**GOAL OF THE EXERCISE:** The whole listing is to be retyped exactly as it appears.

**SUPPLIED RECORDS:**
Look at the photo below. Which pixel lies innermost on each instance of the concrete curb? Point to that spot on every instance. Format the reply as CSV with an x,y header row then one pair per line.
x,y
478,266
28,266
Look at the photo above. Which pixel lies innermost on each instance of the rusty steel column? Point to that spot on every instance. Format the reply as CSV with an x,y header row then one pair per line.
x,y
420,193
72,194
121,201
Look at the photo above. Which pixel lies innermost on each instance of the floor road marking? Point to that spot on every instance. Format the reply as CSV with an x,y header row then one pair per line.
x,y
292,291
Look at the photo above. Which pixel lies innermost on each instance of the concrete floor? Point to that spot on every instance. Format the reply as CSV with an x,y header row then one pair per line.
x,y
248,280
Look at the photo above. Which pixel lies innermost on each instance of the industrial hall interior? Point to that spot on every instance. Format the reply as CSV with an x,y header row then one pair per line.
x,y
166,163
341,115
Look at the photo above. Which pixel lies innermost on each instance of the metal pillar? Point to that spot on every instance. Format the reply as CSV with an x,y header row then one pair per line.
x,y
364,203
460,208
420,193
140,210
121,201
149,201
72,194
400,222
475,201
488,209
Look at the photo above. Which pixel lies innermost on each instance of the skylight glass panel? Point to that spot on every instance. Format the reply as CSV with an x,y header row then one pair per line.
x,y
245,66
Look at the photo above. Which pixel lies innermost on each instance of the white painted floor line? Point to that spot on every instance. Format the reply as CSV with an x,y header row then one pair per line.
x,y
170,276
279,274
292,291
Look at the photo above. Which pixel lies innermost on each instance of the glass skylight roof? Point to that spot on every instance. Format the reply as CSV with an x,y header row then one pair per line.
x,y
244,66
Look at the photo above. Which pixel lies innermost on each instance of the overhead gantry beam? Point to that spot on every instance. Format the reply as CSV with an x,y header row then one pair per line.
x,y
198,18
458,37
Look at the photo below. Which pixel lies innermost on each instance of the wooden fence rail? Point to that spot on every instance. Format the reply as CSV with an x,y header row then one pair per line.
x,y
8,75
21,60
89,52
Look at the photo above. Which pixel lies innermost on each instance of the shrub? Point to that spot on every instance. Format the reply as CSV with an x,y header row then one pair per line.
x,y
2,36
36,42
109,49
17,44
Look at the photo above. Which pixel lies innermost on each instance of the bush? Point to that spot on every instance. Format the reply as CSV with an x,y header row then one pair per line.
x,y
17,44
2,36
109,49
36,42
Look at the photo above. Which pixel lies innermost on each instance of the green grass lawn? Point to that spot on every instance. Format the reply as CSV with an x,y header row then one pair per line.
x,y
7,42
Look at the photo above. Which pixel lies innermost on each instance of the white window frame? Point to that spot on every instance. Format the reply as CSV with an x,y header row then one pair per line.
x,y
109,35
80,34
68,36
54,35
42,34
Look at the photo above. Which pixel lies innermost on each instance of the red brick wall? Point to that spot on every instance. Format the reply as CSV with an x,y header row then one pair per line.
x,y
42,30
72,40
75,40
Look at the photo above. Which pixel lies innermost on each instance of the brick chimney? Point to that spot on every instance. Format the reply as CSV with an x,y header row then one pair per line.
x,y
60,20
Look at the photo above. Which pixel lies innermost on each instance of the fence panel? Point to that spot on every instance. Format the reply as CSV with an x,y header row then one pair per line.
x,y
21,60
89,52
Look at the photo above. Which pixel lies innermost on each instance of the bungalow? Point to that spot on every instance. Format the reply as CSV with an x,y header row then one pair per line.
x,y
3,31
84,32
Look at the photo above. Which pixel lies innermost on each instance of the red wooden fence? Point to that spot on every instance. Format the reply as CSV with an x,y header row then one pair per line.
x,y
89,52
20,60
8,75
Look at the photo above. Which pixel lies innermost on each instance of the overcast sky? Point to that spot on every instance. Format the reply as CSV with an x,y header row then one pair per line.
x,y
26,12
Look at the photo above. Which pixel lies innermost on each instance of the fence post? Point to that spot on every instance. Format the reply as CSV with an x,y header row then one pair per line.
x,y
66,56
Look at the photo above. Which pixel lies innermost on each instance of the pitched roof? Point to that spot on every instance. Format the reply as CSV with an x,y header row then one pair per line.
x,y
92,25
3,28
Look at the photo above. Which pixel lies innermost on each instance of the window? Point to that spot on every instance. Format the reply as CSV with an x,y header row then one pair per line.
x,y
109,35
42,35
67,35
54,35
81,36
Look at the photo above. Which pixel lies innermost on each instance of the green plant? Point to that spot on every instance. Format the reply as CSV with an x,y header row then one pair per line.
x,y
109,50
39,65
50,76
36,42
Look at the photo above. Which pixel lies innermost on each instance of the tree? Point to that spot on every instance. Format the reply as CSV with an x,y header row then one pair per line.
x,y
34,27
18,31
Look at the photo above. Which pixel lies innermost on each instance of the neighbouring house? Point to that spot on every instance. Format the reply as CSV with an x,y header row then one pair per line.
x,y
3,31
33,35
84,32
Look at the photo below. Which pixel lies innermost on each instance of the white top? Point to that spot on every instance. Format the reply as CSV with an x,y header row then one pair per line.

**EXPECTED OUTPUT:**
Look at the photo below. Which pixel lies innermost on each instance of the concrete curb? Point to that spot on every instance. Format the reply as CSV with an x,y header row then one pair per line.
x,y
478,266
28,266
Look at the photo above. Which pixel lies innermost on each instance of the rusty steel column? Point to that spot on every instance. Format the reply as CSV with an x,y header row then one pair per line.
x,y
420,193
72,194
121,201
Look at the photo above. Which pixel lies innermost on each instance of the floor road marking? Point to that spot on every instance. Format the reply as CSV with an x,y header row then one pair per line.
x,y
292,291
Look at the photo above. Which pixel lies innermost on each instance of the concrete floor? Point to that spot on every instance. Format the reply as CSV with an x,y header row then one pair per line.
x,y
248,280
Look at the photo above. Which pixel lies innermost on each instance of the industrial hall interior? Point to that spot on every instance. Format the reply as CSV with an x,y header row then one pair per line.
x,y
166,163
341,115
Look at the photo above. Which pixel lies innermost on each instance of the metal pillar? Point to that spot on every instance. Format the reply as CSV with an x,y header row then one pair per line.
x,y
364,203
460,208
420,193
140,210
121,201
149,201
72,194
400,222
475,201
488,209
Look at the photo above. Which pixel lies innermost on each instance of the skylight glass panel? Point to that spot on every instance. Format the reply as CSV with an x,y header row then one pair per line.
x,y
245,66
Look at the photo above. Which pixel lies innermost on each instance of the white painted floor line? Point to that spot on every instance. Format the reply as CSV with an x,y header row then one pair per line.
x,y
170,276
279,274
292,291
Look at the photo above. Which pixel lies innermost on each instance of the glass skylight roof? Point to that spot on every instance. Format the reply as CSV with an x,y header row then one pair per line.
x,y
244,66
Look at the photo above. Which pixel lies innermost on each instance of the overhead gantry beam? Point to that spot on every instance. Format the reply as CSV with an x,y header row then one pair per line.
x,y
198,18
458,37
Look at the photo below. Which pixel lies innermost on each instance of the wooden fence rail? Point to that spot on every instance. Format the reply as CSV with an x,y header row then one pair per line.
x,y
8,75
21,60
89,52
Look at the photo above. Which pixel lies innermost on each instance of the shrub? Point to that spot on every instance. Format the reply as CSV with an x,y header row then one pair per line.
x,y
2,36
36,42
109,49
17,44
Look at the photo above. Which pixel lies innermost on each instance of the bush? Point to that spot on every instance. Format the reply as CSV with an x,y header row then one pair per line.
x,y
17,44
2,36
109,49
36,42
Look at the photo above. Which pixel lies innermost on each instance of the green grass lawn? Point to that spot on every instance. Format the reply as CSV with an x,y header row then one pair per line.
x,y
7,42
Look at the photo above. Which pixel lies innermost on each instance of the white window frame? Point to that spot on every instance. Format the reply as CSV with an x,y header row then one pair per line.
x,y
109,35
80,34
68,36
54,35
42,34
Look at the photo above. Which pixel lies innermost on each instance of the red brick wall? Point to that spot on every instance. Format the reply as CSV with an x,y header row then one pair per line.
x,y
42,30
72,40
75,40
Look at the photo above. Which pixel lies innermost on each instance of the brick chimney? Point to that spot on every instance. Format the reply as CSV with an x,y header row then one pair per line.
x,y
60,20
Look at the photo above. Which pixel lies innermost on each instance of the fence panel? Point to that spot on every instance. Format the reply as CSV with an x,y header row then one pair per line.
x,y
21,60
89,52
Look at the photo above. Which pixel lies innermost on each instance of the bungalow? Point to that spot on every instance. Format the reply as CSV with an x,y header row then one pair per line.
x,y
3,31
84,32
Look at the photo above. Which pixel lies innermost on each instance of the red wooden fence? Point to that spot on every instance. Format the reply as CSV with an x,y header row then one pair per line.
x,y
89,52
20,60
8,75
Look at the photo above. Which pixel lies innermost on each instance of the overcast sky? Point to that spot on every instance. Format the reply as CSV with an x,y header row then one pair per line.
x,y
26,12
Look at the photo above. Which pixel lies innermost on each instance of the fence post? Point to that spot on every instance. Format the reply as CSV with an x,y header row then one pair per line.
x,y
66,56
Look at the photo above. Which pixel lies innermost on each instance of the pitched roof? Point to that spot on every instance. Format the reply as CSV with an x,y header row then one pair per line.
x,y
92,25
3,28
Look at the photo above. Which pixel lies innermost on each instance of the window? Point to that spot on every instance. Format the reply as CSV with an x,y header row then one pair per line.
x,y
109,35
42,35
67,35
54,35
81,36
Look at the photo above. Which pixel lies innermost on each instance of the green plant? Point to that spot on every instance. Format the reply as CSV with an x,y header row then one pair per line.
x,y
109,50
39,65
50,76
36,42
Look at the photo above. Which pixel lies innermost on each instance of the tree? Point to that spot on every instance. Format the reply as CSV with an x,y header row then one pair per line.
x,y
34,27
18,31
Look at the photo above. Which pixel lies innermost on each instance of the neighbouring house? Point to that spot on every instance. Format the reply as CSV with an x,y header row then one pair per line.
x,y
3,31
33,35
84,32
Look at the photo below. Which pixel lies innermost on each instance of the white top? Point to that spot on every instance. Format the reply as CSV with an x,y header row then one pair per line.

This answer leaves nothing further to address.